**BRIEF:** Reproduce the records verbatim, from their first line up to and including the line that contains "(1121, 405)".

Data drawn from a collection:

******************************

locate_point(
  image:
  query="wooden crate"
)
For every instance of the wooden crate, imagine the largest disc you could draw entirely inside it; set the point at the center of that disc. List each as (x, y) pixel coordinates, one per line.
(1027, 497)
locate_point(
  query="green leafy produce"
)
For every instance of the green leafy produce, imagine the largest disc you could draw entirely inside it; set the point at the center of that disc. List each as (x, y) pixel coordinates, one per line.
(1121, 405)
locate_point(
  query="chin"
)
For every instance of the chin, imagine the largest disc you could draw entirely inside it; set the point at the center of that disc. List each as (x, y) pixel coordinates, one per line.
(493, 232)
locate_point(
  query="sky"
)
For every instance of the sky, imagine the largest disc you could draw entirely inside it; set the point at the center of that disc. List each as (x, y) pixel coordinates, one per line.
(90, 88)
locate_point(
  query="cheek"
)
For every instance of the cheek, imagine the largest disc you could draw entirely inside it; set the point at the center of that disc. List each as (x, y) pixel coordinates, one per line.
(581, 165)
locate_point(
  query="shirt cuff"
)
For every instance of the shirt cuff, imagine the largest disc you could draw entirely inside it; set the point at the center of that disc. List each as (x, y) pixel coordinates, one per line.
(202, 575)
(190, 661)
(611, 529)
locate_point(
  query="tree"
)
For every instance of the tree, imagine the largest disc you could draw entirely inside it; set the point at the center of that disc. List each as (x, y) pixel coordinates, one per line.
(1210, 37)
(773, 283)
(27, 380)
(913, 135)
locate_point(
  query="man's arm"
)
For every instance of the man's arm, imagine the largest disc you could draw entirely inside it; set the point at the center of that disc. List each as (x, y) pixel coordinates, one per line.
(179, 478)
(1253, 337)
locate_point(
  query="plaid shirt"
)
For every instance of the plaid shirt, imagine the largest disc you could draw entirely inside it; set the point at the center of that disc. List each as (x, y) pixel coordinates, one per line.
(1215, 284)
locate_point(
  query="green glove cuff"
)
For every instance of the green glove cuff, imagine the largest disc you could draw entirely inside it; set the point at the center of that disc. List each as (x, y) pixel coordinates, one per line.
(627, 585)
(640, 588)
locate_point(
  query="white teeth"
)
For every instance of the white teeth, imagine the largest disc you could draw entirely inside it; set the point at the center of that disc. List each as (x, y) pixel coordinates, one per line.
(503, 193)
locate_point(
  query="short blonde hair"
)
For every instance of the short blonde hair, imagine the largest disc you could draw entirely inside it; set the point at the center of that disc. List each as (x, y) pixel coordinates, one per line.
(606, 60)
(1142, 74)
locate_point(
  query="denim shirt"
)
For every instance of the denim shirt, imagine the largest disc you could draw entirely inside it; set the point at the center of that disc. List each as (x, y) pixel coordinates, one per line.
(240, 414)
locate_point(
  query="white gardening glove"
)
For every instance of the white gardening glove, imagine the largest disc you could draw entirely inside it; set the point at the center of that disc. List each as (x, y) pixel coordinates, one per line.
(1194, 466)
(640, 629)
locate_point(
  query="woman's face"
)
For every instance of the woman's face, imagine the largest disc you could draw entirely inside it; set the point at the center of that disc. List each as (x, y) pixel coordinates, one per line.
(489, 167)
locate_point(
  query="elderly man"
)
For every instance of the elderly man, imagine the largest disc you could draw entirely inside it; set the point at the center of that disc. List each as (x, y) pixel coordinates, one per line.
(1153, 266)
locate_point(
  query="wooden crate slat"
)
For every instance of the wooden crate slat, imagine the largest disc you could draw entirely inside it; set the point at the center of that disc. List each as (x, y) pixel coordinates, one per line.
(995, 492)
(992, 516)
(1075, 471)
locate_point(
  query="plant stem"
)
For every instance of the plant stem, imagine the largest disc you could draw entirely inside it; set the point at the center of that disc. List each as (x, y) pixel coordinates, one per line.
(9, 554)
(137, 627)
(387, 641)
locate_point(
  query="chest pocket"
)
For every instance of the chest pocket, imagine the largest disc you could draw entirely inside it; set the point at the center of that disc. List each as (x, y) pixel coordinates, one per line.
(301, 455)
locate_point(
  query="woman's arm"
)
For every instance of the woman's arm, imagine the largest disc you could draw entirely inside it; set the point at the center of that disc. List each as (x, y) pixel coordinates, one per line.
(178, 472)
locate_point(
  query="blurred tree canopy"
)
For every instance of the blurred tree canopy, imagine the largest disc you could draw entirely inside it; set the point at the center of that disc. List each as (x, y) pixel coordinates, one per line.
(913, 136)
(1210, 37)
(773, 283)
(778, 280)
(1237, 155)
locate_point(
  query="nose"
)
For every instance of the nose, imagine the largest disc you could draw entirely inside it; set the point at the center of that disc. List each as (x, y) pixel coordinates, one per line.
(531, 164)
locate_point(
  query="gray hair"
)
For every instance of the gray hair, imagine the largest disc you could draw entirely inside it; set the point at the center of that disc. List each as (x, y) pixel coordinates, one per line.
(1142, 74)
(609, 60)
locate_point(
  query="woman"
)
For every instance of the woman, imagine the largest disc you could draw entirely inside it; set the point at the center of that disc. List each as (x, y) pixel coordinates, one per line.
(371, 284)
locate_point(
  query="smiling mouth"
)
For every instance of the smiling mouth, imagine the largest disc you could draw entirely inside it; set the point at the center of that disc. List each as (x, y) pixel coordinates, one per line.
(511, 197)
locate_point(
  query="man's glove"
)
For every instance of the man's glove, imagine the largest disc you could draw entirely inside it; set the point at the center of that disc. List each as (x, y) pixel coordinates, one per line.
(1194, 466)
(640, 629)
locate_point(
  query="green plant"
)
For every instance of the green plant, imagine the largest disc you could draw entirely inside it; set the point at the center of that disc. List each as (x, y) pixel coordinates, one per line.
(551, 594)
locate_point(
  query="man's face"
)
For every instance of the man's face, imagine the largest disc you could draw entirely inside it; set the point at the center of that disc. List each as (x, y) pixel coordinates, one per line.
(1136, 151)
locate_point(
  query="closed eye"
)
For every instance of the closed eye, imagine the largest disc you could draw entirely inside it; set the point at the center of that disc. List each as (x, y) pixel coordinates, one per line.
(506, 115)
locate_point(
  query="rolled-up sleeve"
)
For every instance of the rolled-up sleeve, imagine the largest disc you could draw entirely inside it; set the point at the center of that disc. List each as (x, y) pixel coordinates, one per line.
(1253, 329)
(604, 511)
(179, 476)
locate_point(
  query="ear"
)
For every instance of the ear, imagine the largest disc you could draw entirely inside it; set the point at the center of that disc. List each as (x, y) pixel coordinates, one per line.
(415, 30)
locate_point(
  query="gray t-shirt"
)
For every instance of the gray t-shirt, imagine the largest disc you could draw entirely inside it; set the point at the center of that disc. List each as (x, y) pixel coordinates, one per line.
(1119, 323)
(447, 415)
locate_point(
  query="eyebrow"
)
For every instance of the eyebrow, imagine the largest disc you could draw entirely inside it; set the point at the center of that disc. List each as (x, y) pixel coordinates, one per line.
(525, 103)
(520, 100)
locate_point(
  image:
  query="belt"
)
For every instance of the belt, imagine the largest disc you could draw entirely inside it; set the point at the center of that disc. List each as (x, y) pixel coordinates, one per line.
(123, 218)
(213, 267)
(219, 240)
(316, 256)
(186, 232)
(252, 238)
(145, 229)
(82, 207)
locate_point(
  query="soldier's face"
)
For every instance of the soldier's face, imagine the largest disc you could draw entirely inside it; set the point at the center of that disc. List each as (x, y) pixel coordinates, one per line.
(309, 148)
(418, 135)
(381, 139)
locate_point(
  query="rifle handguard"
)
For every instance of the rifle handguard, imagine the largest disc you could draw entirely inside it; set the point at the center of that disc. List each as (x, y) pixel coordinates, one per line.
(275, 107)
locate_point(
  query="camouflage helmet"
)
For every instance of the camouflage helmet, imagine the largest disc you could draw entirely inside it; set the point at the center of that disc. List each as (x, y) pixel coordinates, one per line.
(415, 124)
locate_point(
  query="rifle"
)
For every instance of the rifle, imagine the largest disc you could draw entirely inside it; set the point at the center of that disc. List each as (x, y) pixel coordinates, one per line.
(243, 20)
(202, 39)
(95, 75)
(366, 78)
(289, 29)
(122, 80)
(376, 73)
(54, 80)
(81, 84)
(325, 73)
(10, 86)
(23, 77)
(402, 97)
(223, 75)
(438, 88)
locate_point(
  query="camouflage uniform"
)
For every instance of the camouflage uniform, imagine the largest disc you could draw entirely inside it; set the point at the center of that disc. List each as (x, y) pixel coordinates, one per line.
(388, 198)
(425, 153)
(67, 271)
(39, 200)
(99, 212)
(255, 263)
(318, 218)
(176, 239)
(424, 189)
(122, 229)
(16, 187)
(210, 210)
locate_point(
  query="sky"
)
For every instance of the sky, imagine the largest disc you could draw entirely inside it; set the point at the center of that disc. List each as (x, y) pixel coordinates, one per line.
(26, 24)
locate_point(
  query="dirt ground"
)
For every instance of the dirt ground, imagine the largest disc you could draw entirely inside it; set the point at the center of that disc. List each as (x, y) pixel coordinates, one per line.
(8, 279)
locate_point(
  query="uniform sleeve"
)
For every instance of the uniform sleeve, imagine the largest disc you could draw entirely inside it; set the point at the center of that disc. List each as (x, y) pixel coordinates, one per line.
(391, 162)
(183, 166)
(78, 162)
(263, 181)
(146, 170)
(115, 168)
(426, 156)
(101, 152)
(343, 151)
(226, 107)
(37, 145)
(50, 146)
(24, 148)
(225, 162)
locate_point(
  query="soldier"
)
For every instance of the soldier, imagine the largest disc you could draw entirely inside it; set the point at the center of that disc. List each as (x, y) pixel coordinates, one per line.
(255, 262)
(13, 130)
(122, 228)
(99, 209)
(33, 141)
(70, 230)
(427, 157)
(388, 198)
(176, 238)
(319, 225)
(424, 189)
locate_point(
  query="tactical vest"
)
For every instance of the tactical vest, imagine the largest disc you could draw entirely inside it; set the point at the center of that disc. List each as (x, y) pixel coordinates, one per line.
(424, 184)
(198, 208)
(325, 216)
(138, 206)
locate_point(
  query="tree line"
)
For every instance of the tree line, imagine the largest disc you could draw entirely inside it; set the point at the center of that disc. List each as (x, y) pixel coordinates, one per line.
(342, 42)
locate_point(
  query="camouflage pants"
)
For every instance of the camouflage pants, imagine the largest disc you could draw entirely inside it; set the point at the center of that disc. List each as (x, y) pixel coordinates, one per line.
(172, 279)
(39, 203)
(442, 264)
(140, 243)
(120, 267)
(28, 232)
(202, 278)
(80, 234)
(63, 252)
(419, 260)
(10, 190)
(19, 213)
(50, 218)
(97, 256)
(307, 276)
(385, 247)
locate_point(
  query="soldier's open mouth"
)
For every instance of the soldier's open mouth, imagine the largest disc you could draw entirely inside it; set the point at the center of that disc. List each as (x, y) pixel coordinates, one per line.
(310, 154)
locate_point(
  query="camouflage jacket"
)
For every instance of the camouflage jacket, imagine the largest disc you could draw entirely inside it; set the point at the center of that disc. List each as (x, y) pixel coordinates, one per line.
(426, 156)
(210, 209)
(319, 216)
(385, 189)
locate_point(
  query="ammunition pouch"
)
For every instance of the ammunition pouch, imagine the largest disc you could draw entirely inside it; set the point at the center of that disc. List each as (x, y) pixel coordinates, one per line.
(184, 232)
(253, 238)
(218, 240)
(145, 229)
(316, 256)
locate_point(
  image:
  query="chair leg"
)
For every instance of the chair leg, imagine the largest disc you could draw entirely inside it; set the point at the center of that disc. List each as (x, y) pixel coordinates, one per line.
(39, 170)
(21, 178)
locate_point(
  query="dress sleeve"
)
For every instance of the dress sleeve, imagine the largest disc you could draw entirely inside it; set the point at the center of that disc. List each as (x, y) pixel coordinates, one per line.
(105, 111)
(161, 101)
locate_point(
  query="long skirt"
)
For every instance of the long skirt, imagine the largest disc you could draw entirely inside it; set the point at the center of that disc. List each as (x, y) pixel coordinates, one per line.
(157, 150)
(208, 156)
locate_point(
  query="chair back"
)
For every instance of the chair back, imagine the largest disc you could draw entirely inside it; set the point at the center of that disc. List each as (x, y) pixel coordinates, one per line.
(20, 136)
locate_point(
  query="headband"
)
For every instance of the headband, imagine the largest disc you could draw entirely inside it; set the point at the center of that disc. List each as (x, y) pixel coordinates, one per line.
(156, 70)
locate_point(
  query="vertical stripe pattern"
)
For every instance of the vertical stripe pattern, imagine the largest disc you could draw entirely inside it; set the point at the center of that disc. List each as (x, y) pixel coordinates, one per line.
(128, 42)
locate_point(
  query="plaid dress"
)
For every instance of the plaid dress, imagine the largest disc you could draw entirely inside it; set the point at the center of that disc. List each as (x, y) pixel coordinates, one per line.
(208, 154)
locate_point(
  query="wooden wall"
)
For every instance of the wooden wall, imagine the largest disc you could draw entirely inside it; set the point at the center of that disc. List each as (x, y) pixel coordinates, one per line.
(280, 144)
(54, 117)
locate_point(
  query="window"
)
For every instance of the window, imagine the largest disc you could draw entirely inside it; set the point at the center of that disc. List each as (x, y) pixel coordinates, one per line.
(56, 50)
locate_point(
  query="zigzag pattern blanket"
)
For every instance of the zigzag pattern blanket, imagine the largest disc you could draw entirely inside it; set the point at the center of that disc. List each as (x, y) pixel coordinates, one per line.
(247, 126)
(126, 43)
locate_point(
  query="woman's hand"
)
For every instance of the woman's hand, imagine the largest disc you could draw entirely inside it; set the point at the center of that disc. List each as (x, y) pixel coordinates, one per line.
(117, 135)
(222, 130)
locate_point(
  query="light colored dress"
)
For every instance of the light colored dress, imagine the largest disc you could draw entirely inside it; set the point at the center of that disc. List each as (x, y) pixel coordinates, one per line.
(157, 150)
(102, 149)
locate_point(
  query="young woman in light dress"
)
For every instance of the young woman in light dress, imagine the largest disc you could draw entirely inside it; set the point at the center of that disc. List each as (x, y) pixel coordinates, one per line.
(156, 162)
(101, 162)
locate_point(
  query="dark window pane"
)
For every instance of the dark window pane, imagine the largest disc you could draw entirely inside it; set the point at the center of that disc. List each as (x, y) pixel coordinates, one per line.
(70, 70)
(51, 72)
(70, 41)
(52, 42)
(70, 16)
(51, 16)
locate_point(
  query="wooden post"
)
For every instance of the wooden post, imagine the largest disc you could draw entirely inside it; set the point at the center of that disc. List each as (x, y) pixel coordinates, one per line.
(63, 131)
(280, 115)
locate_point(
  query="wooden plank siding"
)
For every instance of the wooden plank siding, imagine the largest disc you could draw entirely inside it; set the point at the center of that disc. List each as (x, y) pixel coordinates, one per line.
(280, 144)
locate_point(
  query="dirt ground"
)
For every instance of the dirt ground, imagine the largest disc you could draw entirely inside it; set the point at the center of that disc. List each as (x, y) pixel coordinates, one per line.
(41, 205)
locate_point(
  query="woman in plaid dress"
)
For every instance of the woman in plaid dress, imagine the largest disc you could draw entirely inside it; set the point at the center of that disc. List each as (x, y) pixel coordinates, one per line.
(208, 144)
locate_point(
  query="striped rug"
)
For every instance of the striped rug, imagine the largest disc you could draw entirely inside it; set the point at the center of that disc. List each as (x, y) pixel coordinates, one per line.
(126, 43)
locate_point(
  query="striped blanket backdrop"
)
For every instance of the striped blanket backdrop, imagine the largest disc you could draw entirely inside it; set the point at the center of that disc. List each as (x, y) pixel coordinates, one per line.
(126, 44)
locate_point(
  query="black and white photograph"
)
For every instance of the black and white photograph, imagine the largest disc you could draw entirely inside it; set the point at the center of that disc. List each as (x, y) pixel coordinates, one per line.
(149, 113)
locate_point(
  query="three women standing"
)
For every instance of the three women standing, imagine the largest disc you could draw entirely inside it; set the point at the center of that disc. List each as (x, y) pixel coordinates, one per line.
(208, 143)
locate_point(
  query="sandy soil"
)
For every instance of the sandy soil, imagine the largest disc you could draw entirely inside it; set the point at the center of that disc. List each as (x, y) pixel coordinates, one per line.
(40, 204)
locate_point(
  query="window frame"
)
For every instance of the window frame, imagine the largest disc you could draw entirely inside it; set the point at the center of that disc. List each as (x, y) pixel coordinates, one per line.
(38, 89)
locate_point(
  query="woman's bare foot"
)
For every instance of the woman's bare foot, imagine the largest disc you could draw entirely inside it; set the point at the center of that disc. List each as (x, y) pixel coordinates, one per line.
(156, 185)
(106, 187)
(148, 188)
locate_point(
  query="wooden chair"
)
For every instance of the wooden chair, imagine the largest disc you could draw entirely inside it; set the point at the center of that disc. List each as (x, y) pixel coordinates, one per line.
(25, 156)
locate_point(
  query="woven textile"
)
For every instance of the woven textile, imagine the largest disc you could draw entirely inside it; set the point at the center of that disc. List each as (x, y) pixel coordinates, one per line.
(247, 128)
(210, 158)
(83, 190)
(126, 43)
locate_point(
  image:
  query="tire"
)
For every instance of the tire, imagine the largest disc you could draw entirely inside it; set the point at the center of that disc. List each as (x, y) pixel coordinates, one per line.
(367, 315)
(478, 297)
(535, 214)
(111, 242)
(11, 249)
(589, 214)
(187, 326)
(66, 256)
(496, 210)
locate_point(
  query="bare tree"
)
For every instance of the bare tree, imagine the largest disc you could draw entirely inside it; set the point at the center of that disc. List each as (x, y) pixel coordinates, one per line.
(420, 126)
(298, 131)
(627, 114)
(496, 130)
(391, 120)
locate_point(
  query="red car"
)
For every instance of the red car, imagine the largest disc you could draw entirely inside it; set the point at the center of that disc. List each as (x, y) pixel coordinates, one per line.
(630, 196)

******************************

**COMPLETED TASK:**
locate_point(
  image:
  query="wooden crate"
)
For every instance of the wooden crate, imagine the largest disc you could draw entirely inside it; set the point at the center of that disc. List each as (x, y) pixel coordinates, one per line.
(1027, 497)
locate_point(
  query="green leafy produce"
)
For every instance of the green leafy produce, imagine the largest disc you could draw entirely inside it; set the point at the center of that disc. List each as (x, y) pixel coordinates, one per line.
(1121, 405)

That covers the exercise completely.